■ TEKS BACAAN ■
• • • • • • •
AcehAsia.com | Banda Aceh – Koalisi Masyarakat Sipil tanggapi buruknya penangangan pemerintah terhadap pengungsi Rohingya. Sebanyak 32 laki-laki, 51 perempuan, dan 10 anak-anak ini, ditemukan dalam bus tanpa nomor polisi saat razia Operasi Keselamatan Seulawah 2025 yang digelar Polres Langsa, pada pukul 10.00 WIB.
Berdasarkan penyelidikan dari berbagai sumber, pengungsi yang ditangkap pada Senin, 17 Februari 2025, direncanakan akan dijemput dari Kabupaten Bireun menuju Pekan Baru. Namun berhasil terjaring razia di Langsa. Para pengungsi kemudian ditahan di terminal tanpa melalui proses pendataan pihak berwenang.
Setelah ditahan selama 10 jam, pengungsi kemudian dialihkan ke lokasi awal menggunakan bus. Keputusan tersebut didasarkan pada keputusan pemangku kepentingan dari kalangan pemerintah dan lembaga.
Sampai berita ini diturunkan, bantuan kemanusiaan masih belum datang dari lembaga-lembaga kemanusiaan karena keterbatasan akses.
Para pengungsi yang terdiri dari 32 laki-laki, 51 perempuan, dan 10 anak-anak ini, ditemukan dalam bus tanpa nomor polisi saat razia Operasi Keselamatan Seulawah 2025 yang digelar Polres Langsa, pada pukul 10.00 WIB.
• • • • • • •
■ DATA TERSIMPAN ■
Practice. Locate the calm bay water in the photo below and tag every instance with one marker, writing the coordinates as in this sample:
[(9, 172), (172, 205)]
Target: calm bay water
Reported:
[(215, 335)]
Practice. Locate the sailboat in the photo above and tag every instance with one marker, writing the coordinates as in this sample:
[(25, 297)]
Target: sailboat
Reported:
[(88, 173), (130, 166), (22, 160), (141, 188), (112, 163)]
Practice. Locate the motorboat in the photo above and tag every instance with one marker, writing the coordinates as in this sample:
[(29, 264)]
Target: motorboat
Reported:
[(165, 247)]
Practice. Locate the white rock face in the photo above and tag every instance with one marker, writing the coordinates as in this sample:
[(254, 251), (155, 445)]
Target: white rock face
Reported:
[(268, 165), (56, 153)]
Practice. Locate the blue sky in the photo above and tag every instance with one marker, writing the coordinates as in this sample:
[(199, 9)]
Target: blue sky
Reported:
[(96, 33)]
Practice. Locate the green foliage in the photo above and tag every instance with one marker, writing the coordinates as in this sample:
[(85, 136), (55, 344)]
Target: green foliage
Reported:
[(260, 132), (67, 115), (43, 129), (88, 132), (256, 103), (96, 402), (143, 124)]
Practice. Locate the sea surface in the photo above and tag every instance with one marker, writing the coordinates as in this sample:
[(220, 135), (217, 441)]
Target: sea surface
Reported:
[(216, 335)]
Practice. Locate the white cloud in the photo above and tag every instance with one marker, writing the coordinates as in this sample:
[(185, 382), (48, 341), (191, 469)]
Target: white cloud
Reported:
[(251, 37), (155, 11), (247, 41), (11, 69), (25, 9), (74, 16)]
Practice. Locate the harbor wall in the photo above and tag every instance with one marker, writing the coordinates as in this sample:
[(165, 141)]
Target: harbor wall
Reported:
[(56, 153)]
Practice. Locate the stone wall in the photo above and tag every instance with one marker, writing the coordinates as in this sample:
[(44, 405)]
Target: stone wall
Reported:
• • • • • • •
■ TANTANGAN ■
Tuliskan kembali dengan tepat bagian teks tentang pengungsi Rohingya di atas, mulai dari "Berdasarkan penyelidikan dari" sampai dengan "pemerintah dan lembaga.".

■ HASIL TUGAS ■
Berdasarkan penyelidikan dari berbagai sumber, pengungsi yang ditangkap pada Senin, 17 Februari 2025, direncanakan akan dijemput dari Kabupaten Bireun menuju Pekan Baru. Namun berhasil terjaring razia di Langsa. Para pengungsi kemudian ditahan di terminal tanpa melalui proses pendataan pihak berwenang.
Setelah ditahan selama 10 jam, pengungsi kemudian dialihkan ke lokasi awal menggunakan bus. Keputusan tersebut didasarkan pada keputusan pemangku kepentingan dari kalangan pemerintah dan lembaga.